— Task requirements —
Turn every line of the records below into a numbered list, skipping blank lines and leaving the pictures out.

::::::::

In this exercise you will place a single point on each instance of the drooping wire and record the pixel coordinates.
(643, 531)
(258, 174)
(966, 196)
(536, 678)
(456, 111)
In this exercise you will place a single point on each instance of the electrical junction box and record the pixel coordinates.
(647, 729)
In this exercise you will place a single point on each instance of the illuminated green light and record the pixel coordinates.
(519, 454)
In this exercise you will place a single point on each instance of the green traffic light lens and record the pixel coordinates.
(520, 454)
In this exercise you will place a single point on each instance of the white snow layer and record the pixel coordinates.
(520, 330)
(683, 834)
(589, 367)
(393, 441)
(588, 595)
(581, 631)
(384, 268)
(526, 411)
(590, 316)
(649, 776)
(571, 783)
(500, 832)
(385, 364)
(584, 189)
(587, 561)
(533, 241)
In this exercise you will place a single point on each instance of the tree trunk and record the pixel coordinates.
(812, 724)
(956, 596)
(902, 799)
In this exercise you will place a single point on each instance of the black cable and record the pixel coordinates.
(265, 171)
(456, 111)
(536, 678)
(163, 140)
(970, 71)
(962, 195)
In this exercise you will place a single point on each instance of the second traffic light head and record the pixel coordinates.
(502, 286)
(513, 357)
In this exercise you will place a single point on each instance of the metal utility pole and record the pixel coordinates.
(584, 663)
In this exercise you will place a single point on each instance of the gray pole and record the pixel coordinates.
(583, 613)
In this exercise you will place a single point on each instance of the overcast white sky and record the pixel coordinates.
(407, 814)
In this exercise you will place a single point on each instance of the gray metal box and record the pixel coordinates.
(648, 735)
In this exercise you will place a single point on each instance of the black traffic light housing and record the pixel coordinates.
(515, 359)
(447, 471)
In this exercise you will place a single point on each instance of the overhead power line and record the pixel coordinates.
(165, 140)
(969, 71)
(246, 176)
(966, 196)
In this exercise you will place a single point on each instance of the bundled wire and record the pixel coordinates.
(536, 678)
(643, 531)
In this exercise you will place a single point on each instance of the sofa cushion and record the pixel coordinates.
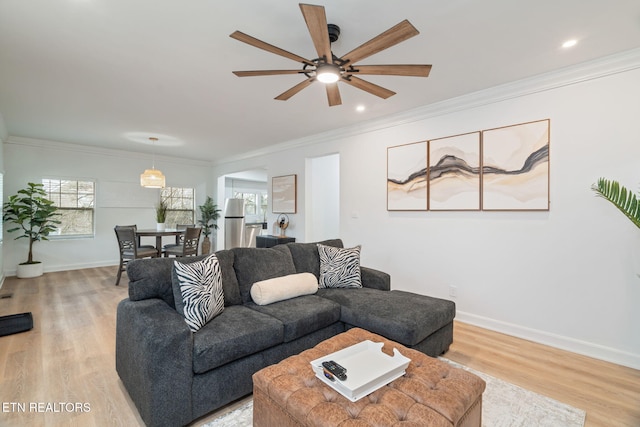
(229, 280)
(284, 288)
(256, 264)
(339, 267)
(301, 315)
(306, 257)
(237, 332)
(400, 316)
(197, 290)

::::::::

— Task answer —
1. In this exercise you will place a single point on each instance of the drooping wire and record the pixel coordinates.
2. (643, 531)
3. (258, 174)
4. (966, 196)
5. (536, 678)
6. (456, 111)
7. In this exercise you will place a single point on each instance of the electrical junction box and record the pixel coordinates.
8. (647, 729)
9. In this exercise you will place a single point on each instance of the illuminated green light and record the pixel coordinates.
10. (519, 454)
11. In this exercise you will place a single point on each instance of the green traffic light lens and record the pixel coordinates.
12. (520, 454)
13. In this exercise you will place a single point on each instance of the white snow layer and record the pixel coordinates.
14. (520, 330)
15. (683, 834)
16. (589, 367)
17. (393, 441)
18. (588, 595)
19. (581, 631)
20. (384, 268)
21. (526, 411)
22. (590, 316)
23. (649, 776)
24. (571, 783)
25. (500, 832)
26. (385, 364)
27. (584, 189)
28. (587, 561)
29. (533, 241)
30. In this exercise you will place a single point on each instance of the tree trunk and record the pixel coordinates.
31. (812, 724)
32. (956, 596)
33. (902, 799)
34. In this exercise you will place a single point on each instance of the black cable and record the pixel coordinates.
35. (265, 171)
36. (456, 111)
37. (536, 678)
38. (163, 140)
39. (970, 71)
40. (962, 195)
41. In this exercise you will place a single point on each instance of the second traffic light head and record the pixel coordinates.
42. (502, 286)
43. (513, 357)
44. In this exercise you will place a single point on each instance of the metal utility pole and record the pixel coordinates.
45. (584, 663)
46. In this exercise you will place a single point on each instance of the gray pole and record the pixel coordinates.
47. (583, 613)
48. In this exercise you will place a single point on each instance of the overcast white sky and record the pixel coordinates.
49. (407, 814)
50. In this exercise you will place a single point on each instance of the gray metal box and record the pixel coordinates.
51. (648, 735)
52. In this exercise you will place a single point on each instance of the black traffic light housing and record the pixel coordinates.
53. (515, 359)
54. (447, 471)
55. In this exercise you will place a single point on each instance of the overhead power line and record the pixel coordinates.
56. (165, 140)
57. (969, 71)
58. (246, 176)
59. (966, 196)
60. In this exercise you will place a single point on each instance of the bundled wire and record the pixel coordinates.
61. (536, 678)
62. (643, 531)
63. In this exercise you will place a single point on each instance of the sofa cushion and record the pixel coordinates.
64. (229, 280)
65. (284, 288)
66. (256, 264)
67. (339, 267)
68. (301, 315)
69. (306, 257)
70. (237, 332)
71. (400, 316)
72. (197, 290)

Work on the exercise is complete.